— start of Reading text —

Warning: Removed 174 rows containing non-finite outside the scale range
(`stat_boxplot()`).

E1.4 | How to deal with missing values? Alternatives available for the analyst

Dealing with missing values in survey data analysis

Listwise deletion or complete case analysis. The analyst can decide to exclude all cases with missing values in any of the variables involved in the analysis. For example, if you are producing cross-tabs using sex, age and income, all cases that have a missing values for any of the three variables will be excluded from the analysis.
Pairwise deletion. The analyst can decide to exclude cases with missing values only in the variables involved in the analysis. For example, in the scenario mentioned above, only the cases with missing values at sex or age would be excluded from the sex~age cross-tab, whilst only the cases with missing values at age or income would be excluded from the crosstab age~income. As a result each of the cross-tabs will involve a different number of cases.

— end of Reading text —

**Task A:** According to the text on missing values, what is another name for listwise deletion?
**Task B:** Write out the text on missing values from "Listwise deletion or" up to and including "number of cases.", switching "analyst" to "researcher".
The listing comes from a separate source.

— start of Information provided —

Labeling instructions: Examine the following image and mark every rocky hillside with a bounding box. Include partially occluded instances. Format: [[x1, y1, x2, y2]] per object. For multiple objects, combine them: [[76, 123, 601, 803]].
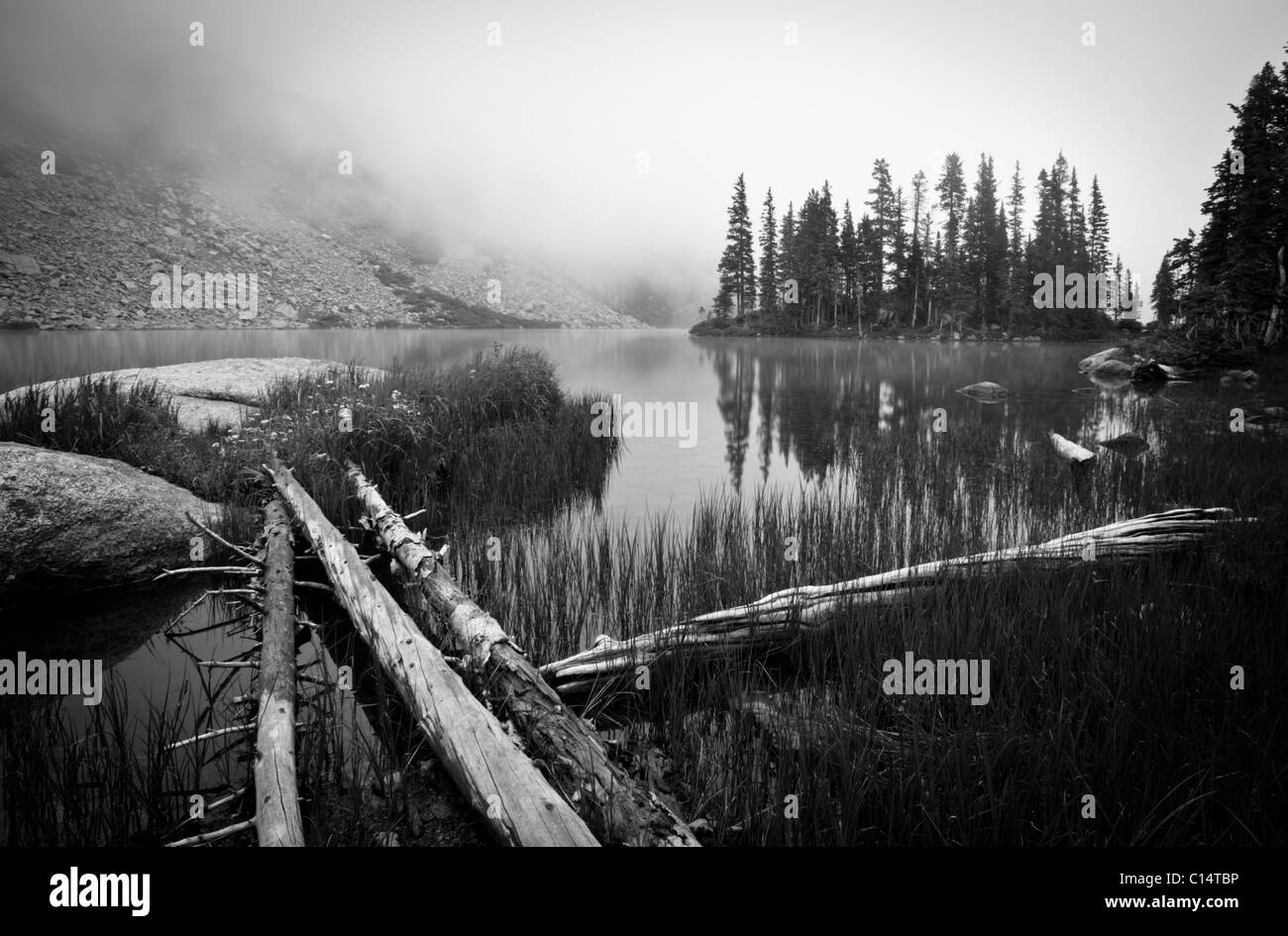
[[0, 141, 647, 328]]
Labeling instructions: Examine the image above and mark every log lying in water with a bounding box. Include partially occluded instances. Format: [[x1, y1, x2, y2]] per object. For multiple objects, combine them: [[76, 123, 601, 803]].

— end of Information provided —

**Correct output A:** Complete case analysis.

**Correct output B:**
Listwise deletion or complete case analysis. The researcher can decide to exclude all cases with missing values in any of the variables involved in the analysis. For example, if you are producing cross-tabs using sex, age and income, all cases that have a missing values for any of the three variables will be excluded from the analysis.
Pairwise deletion. The researcher can decide to exclude cases with missing values only in the variables involved in the analysis. For example, in the scenario mentioned above, only the cases with missing values at sex or age would be excluded from the sex~age cross-tab, whilst only the cases with missing values at age or income would be excluded from the crosstab age~income. As a result each of the cross-tabs will involve a different number of cases.